[start of Document section]

In general, HPO is a more difficult optimization problem than training for weights and biases, for a number of reasons:

  • Hyperparameters are often discrete (integer or categorical), so smooth optimization principles do not apply

  • HPO is the outer loop of a nested (or bi-level) optimization problem, where the inner loop consists of training for weights and biases. This means that an evaluation of \(f(\mathbf{x})\) can be very expensive (hours or even days)

  • The nested structure implies further difficulties. Training is non-deterministic (random initialization and mini-batch ordering), so \(f(\mathbf{x})\) is really a random function. Even for continuous hyperparamters, a gradient of \(f(\mathbf{x})\) is not tractable to obtain

For these reasons, a considerable amount of technology has so far been applied to the HPO problem. In the context of this tutorial, two directions are most relevant:

  • Saving compute resources and time by using partial evaluations of \(f(\mathbf{x})\) most of the time. Such evaluations are called low fidelity or low resource below

  • Fitting data from \(f(\mathbf{x})\) (and its lower fidelities) with a surrogate probabilistic model. The latter has properties that the real target function lacks (fast to evaluate; gradients can be computed), and this can efficiently guide the search. The main purpose of a surrogate model is to reduce the number of evaluations of \(f(\mathbf{x})\), while still finding a high quality optimum

Fidelities and Resources

In this section, we will introduce concepts of multi-fidelity hyperparameter optimization. Examples will be given further below. The reader may skip this section and return to it as a glossary.

[end of Document section]

[Direction a] In the text on hyperparameter optimization, what are partial evaluations used to save compute resources and time called?
The records that come next are unrelated to the text on hyperparameter optimization.

[start of Exercise material]

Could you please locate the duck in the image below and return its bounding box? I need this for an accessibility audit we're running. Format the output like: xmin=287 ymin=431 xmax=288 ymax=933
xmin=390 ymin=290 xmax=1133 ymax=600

[end of Exercise material]
[start of Exercise material]

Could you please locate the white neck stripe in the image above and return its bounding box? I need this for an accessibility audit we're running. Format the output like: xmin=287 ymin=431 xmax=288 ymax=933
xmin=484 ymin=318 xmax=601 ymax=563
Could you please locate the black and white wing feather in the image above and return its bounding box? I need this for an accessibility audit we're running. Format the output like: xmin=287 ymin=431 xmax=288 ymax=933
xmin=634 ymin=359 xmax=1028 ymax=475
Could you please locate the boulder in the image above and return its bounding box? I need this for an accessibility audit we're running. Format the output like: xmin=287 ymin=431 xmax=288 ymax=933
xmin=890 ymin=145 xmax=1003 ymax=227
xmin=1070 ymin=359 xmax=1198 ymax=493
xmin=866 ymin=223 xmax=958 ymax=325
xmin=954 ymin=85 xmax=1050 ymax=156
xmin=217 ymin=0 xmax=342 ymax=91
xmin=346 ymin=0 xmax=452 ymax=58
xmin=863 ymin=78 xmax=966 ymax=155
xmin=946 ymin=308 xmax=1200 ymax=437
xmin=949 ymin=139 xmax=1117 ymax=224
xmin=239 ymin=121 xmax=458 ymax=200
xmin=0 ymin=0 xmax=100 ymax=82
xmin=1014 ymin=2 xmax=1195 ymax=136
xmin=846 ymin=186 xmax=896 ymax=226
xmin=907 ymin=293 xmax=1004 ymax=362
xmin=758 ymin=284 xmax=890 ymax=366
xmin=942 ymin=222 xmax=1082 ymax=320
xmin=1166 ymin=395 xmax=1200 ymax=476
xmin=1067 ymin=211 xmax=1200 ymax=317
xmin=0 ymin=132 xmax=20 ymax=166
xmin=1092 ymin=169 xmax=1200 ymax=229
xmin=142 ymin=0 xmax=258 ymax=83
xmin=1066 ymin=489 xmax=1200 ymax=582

[end of Exercise material]

[Direction b] Reproduce, from the records, the part that opens with the line containing "Could you please locate the boulder" and closes with the line containing "xmin=1066 ymin=489 xmax=1200 ymax=582", both of those lines included.

[Expected answer a] They are called low fidelity or low resource evaluations.

[Expected answer b]
Could you please locate the boulder in the image above and return its bounding box? I need this for an accessibility audit we're running. Format the output like: xmin=287 ymin=431 xmax=288 ymax=933
xmin=890 ymin=145 xmax=1003 ymax=227
xmin=1070 ymin=359 xmax=1198 ymax=493
xmin=866 ymin=223 xmax=958 ymax=325
xmin=954 ymin=85 xmax=1050 ymax=156
xmin=217 ymin=0 xmax=342 ymax=91
xmin=346 ymin=0 xmax=452 ymax=58
xmin=863 ymin=78 xmax=966 ymax=155
xmin=946 ymin=308 xmax=1200 ymax=437
xmin=949 ymin=139 xmax=1117 ymax=224
xmin=239 ymin=121 xmax=458 ymax=200
xmin=0 ymin=0 xmax=100 ymax=82
xmin=1014 ymin=2 xmax=1195 ymax=136
xmin=846 ymin=186 xmax=896 ymax=226
xmin=907 ymin=293 xmax=1004 ymax=362
xmin=758 ymin=284 xmax=890 ymax=366
xmin=942 ymin=222 xmax=1082 ymax=320
xmin=1166 ymin=395 xmax=1200 ymax=476
xmin=1067 ymin=211 xmax=1200 ymax=317
xmin=0 ymin=132 xmax=20 ymax=166
xmin=1092 ymin=169 xmax=1200 ymax=229
xmin=142 ymin=0 xmax=258 ymax=83
xmin=1066 ymin=489 xmax=1200 ymax=582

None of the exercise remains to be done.